[Referring expression data]
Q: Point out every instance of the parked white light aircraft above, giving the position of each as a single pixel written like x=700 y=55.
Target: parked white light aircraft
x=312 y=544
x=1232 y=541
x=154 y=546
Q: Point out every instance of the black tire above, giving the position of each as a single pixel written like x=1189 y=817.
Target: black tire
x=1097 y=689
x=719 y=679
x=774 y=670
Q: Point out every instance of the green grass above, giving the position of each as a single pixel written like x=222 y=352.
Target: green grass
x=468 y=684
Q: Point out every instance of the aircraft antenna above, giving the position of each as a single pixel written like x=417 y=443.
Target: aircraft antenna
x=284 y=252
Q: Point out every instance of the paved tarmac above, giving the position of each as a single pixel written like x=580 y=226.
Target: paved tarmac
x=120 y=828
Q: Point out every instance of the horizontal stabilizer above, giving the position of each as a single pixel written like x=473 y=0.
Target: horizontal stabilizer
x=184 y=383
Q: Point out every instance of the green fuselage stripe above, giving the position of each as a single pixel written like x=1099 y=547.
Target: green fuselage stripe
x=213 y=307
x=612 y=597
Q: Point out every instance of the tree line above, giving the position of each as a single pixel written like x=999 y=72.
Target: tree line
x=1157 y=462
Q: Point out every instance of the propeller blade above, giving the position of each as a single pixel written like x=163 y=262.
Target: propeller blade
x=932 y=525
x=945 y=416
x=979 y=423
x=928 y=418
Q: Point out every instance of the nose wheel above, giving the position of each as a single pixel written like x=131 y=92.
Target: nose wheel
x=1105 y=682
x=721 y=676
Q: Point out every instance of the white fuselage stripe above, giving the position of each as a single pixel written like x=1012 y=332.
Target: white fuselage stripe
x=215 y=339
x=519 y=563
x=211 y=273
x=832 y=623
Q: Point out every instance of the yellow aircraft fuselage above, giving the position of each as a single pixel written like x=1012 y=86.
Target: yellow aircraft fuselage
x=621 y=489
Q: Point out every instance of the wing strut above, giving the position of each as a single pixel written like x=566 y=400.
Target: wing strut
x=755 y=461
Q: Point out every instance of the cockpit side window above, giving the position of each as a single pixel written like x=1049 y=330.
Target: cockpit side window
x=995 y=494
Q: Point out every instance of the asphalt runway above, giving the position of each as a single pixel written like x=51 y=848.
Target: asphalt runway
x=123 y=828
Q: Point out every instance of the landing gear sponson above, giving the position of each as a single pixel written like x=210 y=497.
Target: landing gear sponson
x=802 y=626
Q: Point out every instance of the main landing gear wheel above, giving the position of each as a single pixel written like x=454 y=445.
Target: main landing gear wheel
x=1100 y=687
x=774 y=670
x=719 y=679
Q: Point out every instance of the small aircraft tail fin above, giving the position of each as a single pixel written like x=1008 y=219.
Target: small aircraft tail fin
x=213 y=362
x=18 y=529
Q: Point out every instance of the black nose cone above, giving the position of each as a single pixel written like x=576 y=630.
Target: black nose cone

| What is required |
Wherever the string "cone" occurs in the records, copy the line it is in.

| Task solution |
Q: Point out every instance of the black nose cone above, giving the position of each as a single pixel written like x=576 y=630.
Target: black nose cone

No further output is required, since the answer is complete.